How to support employees who are also carers

'Any one of you could become a carer at any time,' says former Westpac employee

How to support employees who are also carers

For Victoria-based Helen Johnson, becoming a carer was something that happened unexpectedly.

“When my second son was born, he was rushed straight down to Melbourne, which was 180 kms from our home,” she told HRD Australia. “And the caring role kicked in very, very unexpectedly.”

For more than 30 years, Johnson has been a carer for her youngest son Ben, who was born with Rubinstein-Taybi Syndrome, an extremely rare syndrome which caused multiple severe and profound disabilities. Ben was also diagnosed with severe autism at the age of four, and became a paraplegic in 2009 due to an unexplained post-operative medical complication that caused an incomplete spinal cord injury.

“My pathway to parenting and motherhood certainly took a diversion,” Johnson said.

She talked to HRD about her experience as a carer and an employee, and offered tips she’d want HR teams to know about in supporting carers.   

Working and being a carer

Johnson had been working as a bank manager for Westpac – one of the first women to be in that role at the time – and she said the company had been very supportive when she had to undertake her caring responsibilities.

“They met with me, they were willing to give me time without pay,” she explained. “It would have been a blessing if I could take carers leave. I took maternity leave and back then you didn't get paid at all when you took maternity leave. But it would have been nice now like these days to have paid carers leave.”

Rather than returning to full time work, Johnson initially returned as a casual before transitioning to a permanent part time position.

“I had a very, very supportive employer,” she said.

One of the challenges Johnson experienced when she returned to work was that her energy levels were not like they used to be.

“The complexity of care that was going on in my home life, it was just hard to separate that in the banking world – to leave it at home,” she said. “And also the unpredictability because I just didn't know when my son was going to become unwell and it was frequent.”

In addition to her son’s caring needs, Johnson also took on a caring role for her chronically ill father in 2003. Her father lived with her family until he passed away in 2010.

“He was bed bound the last two years of his life and my husband and I were just doing the night care support,” Johnson said. “And as well as at the same time Ben was in hospital in Melbourne for six months because he became paralysed from a medical error. It was a whirlwind of ‘I don't know how we did it’.”

**Data extract**:
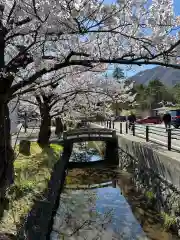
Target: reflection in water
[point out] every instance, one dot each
(101, 213)
(92, 207)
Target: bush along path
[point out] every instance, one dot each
(40, 219)
(32, 174)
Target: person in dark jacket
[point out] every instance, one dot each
(167, 120)
(131, 119)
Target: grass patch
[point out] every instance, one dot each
(32, 174)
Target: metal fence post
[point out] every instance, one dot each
(120, 127)
(147, 133)
(169, 139)
(126, 127)
(133, 129)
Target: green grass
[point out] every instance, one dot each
(32, 174)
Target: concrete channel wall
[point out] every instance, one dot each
(163, 162)
(155, 172)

**Work instruction**: In the article on supporting employees who are carers, what reasons does Johnson give for finding it hard to leave her home life behind when she returned to the banking world? Answer in one to three sentences.

**Exercise solution**: The care needed at home was so complex that she found it hard to separate from her work. It was also unpredictable, because she never knew when her son would become unwell, and that happened often.